Extract the data exactly, missing nothing.

-- start of GIVEN DATA --

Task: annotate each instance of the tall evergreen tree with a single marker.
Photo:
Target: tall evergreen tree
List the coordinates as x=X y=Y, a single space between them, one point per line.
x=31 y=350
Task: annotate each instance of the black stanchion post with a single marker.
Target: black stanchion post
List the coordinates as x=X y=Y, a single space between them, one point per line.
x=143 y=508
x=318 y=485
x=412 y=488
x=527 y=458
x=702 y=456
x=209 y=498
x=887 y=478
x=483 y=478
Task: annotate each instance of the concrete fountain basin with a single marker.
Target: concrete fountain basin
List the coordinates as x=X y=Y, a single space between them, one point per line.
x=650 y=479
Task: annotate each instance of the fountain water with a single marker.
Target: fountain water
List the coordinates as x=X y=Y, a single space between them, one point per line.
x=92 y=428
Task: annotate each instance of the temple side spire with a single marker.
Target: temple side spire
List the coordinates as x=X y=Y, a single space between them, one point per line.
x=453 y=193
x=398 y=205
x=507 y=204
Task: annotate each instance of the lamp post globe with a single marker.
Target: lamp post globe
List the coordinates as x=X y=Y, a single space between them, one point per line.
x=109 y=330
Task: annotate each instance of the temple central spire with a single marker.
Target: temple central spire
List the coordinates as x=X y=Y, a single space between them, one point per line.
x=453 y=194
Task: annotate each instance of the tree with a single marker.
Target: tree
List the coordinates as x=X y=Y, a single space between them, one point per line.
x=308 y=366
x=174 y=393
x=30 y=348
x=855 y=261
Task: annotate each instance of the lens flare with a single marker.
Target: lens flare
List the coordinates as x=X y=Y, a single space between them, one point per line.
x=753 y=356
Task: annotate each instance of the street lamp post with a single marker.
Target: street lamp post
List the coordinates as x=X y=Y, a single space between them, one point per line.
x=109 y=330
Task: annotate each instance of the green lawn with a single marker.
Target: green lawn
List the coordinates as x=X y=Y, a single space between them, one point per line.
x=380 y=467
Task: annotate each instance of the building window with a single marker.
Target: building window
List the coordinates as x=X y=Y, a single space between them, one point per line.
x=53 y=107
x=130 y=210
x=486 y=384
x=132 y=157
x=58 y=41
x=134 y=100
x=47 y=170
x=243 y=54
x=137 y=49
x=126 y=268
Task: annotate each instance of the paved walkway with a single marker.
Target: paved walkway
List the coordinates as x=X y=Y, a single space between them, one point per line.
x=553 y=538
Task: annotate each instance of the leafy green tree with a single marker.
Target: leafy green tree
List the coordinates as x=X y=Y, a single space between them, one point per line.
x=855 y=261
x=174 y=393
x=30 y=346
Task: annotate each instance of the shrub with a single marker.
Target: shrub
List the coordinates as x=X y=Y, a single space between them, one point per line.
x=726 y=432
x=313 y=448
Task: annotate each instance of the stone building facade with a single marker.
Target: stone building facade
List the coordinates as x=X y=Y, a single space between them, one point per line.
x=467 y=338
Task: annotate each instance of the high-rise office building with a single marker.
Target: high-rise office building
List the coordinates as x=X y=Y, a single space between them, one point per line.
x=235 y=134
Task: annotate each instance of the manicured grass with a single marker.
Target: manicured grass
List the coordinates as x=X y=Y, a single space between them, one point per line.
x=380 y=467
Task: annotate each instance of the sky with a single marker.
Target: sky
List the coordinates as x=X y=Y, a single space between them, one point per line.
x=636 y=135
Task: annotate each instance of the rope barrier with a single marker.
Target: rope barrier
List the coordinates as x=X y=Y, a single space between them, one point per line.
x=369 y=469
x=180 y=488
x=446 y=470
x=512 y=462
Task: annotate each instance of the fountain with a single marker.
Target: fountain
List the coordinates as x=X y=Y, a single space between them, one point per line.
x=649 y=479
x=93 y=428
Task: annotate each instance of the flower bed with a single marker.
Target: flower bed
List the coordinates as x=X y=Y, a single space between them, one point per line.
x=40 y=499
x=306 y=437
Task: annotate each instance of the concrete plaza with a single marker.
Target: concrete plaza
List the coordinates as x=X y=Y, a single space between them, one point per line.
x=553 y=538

-- end of GIVEN DATA --

▸ FINISHED TASK:
Task: annotate each instance of the tall evergreen tree with a single marker.
Photo:
Target: tall evergreen tree
List the coordinates as x=X y=Y, a single space between them, one point per line.
x=31 y=350
Task: annotate each instance of the black stanchion post with a single marker.
Target: black stanchion post
List the coordinates as x=X y=Y, a single space between them, one point per line.
x=143 y=508
x=318 y=485
x=412 y=488
x=527 y=458
x=702 y=456
x=209 y=498
x=887 y=478
x=483 y=478
Task: annotate each instance of the concrete fountain basin with a single marker.
Target: concrete fountain basin
List the coordinates as x=X y=Y, a single space between them, one point per line.
x=650 y=479
Task: annotate each instance of the fountain water with a single marker.
Target: fountain water
List the coordinates as x=X y=Y, a single space between them, one point per line.
x=92 y=428
Task: annotate each instance of the temple side spire with a single marker.
Target: temple side spire
List the coordinates as x=X y=Y, a single space between them, one point per line.
x=453 y=193
x=398 y=205
x=507 y=204
Task: annotate each instance of the lamp post globe with a single marker.
Target: lamp post globe
List the coordinates as x=X y=Y, a single space between them, one point per line.
x=109 y=330
Task: annotate each instance of the temple central spire with a single marker.
Target: temple central spire
List the coordinates as x=X y=Y, a single space between them, one point per line.
x=453 y=194
Task: annotate each instance of the tree with a single marker.
Target: tree
List the coordinates as x=X y=Y, a single space between them, one point per line.
x=308 y=366
x=174 y=393
x=30 y=348
x=855 y=261
Task: annotate each instance of the lens flare with a single marker.
Target: lens flare
List the coordinates as x=X y=Y, a single space between them, one point per line.
x=753 y=356
Task: annotate each instance of the street lamp post with a single marker.
Target: street lamp post
List the coordinates as x=X y=Y, a single space between them, one point per line.
x=109 y=330
Task: annotate each instance of the green lawn with a single marker.
Target: green lawn
List the coordinates as x=X y=Y, a single space between them, one point per line.
x=380 y=467
Task: annotate each instance of the building window with a single marker.
Target: building window
List the coordinates as x=X y=Y, a single space between them, one point per line.
x=53 y=107
x=130 y=210
x=486 y=384
x=132 y=157
x=58 y=41
x=134 y=100
x=47 y=170
x=243 y=54
x=137 y=49
x=126 y=268
Task: annotate each instance of the paved walkway with a single marker.
Target: paved walkway
List the coordinates as x=X y=Y, a single space between them, one point per line.
x=553 y=538
Task: annotate each instance of the leafy green tree with a single marker.
Target: leafy green tree
List the coordinates as x=X y=Y, a single space between them, one point per line.
x=855 y=261
x=174 y=393
x=30 y=346
Task: annotate each instance of the shrub with a single marker.
Target: shrub
List the coordinates as x=X y=Y, a single space between them, one point per line.
x=726 y=432
x=313 y=448
Task: annotate each instance of the stone building facade with a single marker.
Target: stone building facade
List the coordinates as x=X y=Y, a single space between them, one point per line.
x=467 y=338
Task: annotate each instance of the high-rise office building with a single marker.
Target: high-rise office building
List the coordinates as x=X y=Y, a single space between them, one point per line.
x=235 y=134
Task: annotate each instance of the manicured grass with a single marker.
Target: manicured grass
List the coordinates as x=X y=Y, a single space between them, one point per line.
x=380 y=467
Task: annotate each instance of the sky with a single marker.
Target: sky
List the coordinates as x=X y=Y, a single space between them, one point per line.
x=636 y=135
Task: annotate each instance of the rope barrier with a single marker.
Target: rope barrier
List the coordinates as x=X y=Y, a single space between them, one point per line.
x=369 y=469
x=180 y=488
x=446 y=470
x=512 y=462
Task: annotate each instance of the fountain with a single marker.
Target: fountain
List the coordinates as x=X y=Y, a single space between them, one point per line.
x=649 y=479
x=93 y=428
Task: annotate each instance of the flower bed with a single marker.
Target: flower bed
List the coordinates as x=X y=Y, a single space between them, one point per line.
x=40 y=499
x=306 y=437
Task: annotate each instance of the concrete plaza with a single marker.
Target: concrete plaza
List the coordinates as x=X y=Y, a single space between them, one point per line.
x=553 y=538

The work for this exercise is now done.